_PASSAGE TO READ_.
+++++

A ball is thrown vertically up into the air from the edge of a 24.5m high cliff and falls to the base of the cliff. If the initial vertical velocity was 19.6m/s, find the time taken for the ball to land at the foot of the cliff. Answer given is 5 seconds

But I keep getting 2 ot 3 seconds regardless of what SUVAT equation I used. Please could someone help me with this?

Reply 1

username4591252

I got 5 seconds, using s = ut + 1/2 at²

For my SUVAT table, with up as the positive direction:

S: -24.5
U: 19.6
V: x
A: -9.8
T: t

and then solving the quadratic for t

Reply 2

ddsizebra

Original post by FlawlessChicken

I got 5 seconds, using s = ut 1/2 at²

For my SUVAT table, with up as the positive direction:

S: -24.5
U: 19.6
V: x
A: -9.8
T: t

I thought it was s = ut 1/2 at^2

(edited 5 years ago)

Reply 3

username4591252

Yeah I meant s = ut + 1/2 at^2 , it's weird typing maths on here

Original post by ddsizebra

I thought it was s = ut 1/2 at^2

Reply 4

ghostwalker

Original post by FlawlessChicken

Yeah I meant s = ut + 1/2 at^2 , it's weird typing maths on here

Try using LaTeX - userguide here.

\displaystyle s=ut+\frac{1}{2}at^2

Reply 5

ddsizebra

Original post by FlawlessChicken

Yeah I meant s = ut + 1/2 at^2 , it's weird typing maths on here

I've tried that way repeatedly but still getting 2 or 3 not 5.... what I'm I doing wrong?

Reply 6

optalk

Original post by ddsizebra

I've tried that way repeatedly but still getting 2 or 3 not 5.... what I'm I doing wrong?

Well, take 19.6 to be a negative value (it's a vector quantity and thus can have negative values), seeing as it's being thrown upwards. Then all you do is plug in your values.

24.5 = (-19.6)(t) +1/2(9.81)(t)^2

Also, might I add, you'll get two values but since it's asking for time, you take the positive one.

+++++

_EXERCISE BRIEF_. Copy the forum thread about the ball thrown from a cliff between "Well, take 19.6" and "in your values.", inclusive, replacing "upwards" with "skyward".

_DATA EXTRACT_.
+++++

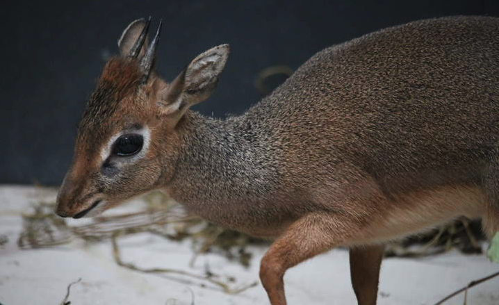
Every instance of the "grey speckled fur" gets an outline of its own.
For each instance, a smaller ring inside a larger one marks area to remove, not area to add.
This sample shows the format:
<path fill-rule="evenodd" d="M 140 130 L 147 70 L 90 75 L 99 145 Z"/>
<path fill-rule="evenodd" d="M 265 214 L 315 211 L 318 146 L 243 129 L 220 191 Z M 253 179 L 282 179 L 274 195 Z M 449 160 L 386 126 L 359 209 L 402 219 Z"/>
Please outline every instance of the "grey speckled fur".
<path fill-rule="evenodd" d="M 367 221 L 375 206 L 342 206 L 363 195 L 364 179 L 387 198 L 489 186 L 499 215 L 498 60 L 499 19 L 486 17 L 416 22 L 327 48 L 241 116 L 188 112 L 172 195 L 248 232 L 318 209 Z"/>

+++++

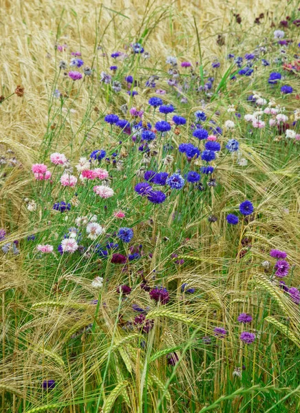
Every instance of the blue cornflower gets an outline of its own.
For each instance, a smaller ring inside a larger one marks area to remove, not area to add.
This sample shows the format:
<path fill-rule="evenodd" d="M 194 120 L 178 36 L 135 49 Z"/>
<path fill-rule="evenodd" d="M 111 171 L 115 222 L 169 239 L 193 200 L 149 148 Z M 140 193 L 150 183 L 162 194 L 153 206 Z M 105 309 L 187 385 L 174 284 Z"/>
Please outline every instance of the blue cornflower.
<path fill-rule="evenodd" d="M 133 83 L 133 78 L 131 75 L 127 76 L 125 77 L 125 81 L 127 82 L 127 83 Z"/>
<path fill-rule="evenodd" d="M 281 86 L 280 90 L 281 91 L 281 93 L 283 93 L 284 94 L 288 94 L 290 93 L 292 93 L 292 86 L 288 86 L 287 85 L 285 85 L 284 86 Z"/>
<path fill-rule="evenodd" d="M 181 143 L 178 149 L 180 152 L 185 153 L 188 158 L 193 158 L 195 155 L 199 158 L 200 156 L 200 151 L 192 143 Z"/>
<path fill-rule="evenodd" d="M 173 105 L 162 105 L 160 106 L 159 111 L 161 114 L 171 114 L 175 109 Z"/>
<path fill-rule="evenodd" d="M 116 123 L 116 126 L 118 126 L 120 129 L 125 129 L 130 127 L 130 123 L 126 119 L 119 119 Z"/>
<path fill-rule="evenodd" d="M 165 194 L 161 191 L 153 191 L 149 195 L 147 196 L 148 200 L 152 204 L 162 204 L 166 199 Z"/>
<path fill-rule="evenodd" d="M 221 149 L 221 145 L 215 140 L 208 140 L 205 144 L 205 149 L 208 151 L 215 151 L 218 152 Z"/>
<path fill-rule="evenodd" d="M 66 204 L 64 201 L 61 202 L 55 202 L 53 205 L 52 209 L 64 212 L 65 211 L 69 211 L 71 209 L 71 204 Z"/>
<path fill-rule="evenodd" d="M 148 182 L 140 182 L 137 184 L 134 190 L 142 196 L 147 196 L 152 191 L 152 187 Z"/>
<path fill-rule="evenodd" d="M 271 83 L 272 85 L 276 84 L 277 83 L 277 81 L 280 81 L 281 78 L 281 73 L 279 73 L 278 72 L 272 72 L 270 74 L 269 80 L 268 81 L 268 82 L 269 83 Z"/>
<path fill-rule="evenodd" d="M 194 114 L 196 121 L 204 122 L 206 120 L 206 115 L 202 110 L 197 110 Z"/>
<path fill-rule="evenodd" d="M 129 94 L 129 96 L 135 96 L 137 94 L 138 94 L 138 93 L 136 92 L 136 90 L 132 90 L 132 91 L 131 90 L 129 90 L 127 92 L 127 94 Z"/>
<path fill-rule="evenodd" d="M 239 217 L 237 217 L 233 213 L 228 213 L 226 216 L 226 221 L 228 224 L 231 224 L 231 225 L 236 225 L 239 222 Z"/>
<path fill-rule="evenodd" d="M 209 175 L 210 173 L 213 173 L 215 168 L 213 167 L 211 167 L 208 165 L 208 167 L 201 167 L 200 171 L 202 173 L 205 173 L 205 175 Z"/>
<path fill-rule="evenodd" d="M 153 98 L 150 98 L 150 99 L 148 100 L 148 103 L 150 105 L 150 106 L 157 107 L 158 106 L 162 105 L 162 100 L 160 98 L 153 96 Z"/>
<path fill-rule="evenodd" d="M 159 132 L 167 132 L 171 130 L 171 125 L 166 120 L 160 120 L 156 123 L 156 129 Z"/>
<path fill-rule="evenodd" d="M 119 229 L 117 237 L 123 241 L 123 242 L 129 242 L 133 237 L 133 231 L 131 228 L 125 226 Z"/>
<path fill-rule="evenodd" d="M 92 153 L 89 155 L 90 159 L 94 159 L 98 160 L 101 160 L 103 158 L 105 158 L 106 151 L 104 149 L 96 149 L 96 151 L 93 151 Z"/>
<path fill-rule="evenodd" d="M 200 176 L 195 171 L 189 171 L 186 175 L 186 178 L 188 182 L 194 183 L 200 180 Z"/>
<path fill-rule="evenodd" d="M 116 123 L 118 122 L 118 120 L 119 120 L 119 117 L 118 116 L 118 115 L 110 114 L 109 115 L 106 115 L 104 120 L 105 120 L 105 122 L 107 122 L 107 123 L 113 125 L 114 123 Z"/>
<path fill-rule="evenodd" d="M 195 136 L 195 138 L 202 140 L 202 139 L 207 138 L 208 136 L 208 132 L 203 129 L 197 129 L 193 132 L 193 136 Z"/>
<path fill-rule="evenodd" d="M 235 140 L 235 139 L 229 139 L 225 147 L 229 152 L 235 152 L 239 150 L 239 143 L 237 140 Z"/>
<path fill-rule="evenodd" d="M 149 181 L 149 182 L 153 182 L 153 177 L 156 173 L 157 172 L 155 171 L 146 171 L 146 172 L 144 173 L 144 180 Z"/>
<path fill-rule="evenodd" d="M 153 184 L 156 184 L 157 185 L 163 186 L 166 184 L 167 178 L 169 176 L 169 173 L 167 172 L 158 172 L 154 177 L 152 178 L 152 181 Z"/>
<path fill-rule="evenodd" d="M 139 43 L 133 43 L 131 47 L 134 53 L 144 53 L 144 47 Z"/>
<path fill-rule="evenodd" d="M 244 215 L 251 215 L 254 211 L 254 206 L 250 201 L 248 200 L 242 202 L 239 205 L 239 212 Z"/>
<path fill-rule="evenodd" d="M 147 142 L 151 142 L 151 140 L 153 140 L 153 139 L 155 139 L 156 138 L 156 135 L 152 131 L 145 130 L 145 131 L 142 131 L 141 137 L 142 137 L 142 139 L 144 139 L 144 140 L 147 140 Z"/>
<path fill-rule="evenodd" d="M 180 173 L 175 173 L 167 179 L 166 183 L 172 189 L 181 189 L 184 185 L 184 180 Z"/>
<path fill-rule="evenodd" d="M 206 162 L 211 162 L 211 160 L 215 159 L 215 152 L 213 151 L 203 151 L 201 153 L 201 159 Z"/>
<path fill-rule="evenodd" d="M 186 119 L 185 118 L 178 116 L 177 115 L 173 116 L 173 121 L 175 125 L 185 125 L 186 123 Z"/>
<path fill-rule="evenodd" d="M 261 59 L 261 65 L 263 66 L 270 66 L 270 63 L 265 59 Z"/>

+++++

_THE OUTPUT_.
Well, take 19.6 to be a negative value (it's a vector quantity and thus can have negative values), seeing as it's being thrown skyward. Then all you do is plug in your values.